(Data for analysis begins)

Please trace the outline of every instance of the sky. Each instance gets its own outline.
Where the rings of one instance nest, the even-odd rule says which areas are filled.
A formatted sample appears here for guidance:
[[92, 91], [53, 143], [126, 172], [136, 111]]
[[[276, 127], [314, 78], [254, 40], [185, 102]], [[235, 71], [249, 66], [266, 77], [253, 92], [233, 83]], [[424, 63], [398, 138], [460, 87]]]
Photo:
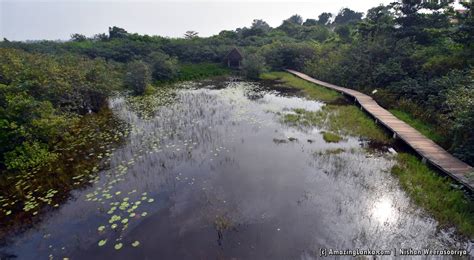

(Data for analysis ends)

● **Work required**:
Every line of the material must be returned verbatim, and pictures must be left behind.

● **Problem solution**:
Please trace the outline of every instance of the sky. Each instance gets its own outline.
Where the rings of one instance nest, the even-odd rule says which areas are filled.
A formatted sample appears here for guidance:
[[92, 91], [53, 143], [126, 172], [136, 111]]
[[[276, 127], [314, 78], [254, 40], [185, 102]], [[235, 71], [249, 66], [266, 77], [253, 92], [233, 83]], [[424, 63], [398, 138], [460, 87]]]
Photo:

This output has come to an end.